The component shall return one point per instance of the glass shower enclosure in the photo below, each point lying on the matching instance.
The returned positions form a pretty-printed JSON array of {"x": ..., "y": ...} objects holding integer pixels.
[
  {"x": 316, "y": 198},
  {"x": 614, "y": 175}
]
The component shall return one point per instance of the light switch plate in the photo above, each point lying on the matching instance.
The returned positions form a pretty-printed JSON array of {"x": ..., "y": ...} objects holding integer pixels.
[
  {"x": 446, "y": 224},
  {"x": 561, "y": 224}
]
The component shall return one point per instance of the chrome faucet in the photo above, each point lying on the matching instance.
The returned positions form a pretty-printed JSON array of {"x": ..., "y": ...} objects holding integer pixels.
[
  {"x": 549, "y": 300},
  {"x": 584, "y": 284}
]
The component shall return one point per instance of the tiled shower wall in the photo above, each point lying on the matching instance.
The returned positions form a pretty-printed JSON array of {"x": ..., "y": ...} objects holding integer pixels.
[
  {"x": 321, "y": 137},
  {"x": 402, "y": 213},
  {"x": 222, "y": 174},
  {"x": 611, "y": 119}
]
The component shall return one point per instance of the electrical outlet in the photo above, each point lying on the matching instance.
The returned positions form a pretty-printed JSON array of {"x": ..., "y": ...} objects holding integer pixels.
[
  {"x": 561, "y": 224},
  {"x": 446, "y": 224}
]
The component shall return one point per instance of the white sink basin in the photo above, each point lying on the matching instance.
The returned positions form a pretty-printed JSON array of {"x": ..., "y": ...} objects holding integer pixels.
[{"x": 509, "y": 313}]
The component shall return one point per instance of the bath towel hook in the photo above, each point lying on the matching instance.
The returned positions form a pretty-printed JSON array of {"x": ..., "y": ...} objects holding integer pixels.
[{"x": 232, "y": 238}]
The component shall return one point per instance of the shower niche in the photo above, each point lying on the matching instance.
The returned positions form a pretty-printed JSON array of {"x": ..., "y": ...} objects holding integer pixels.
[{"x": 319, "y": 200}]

#### WHAT TO WORK ON:
Determine the number of lines in the data that include the string "matching". Only that number belongs in the answer.

#### OUTPUT:
8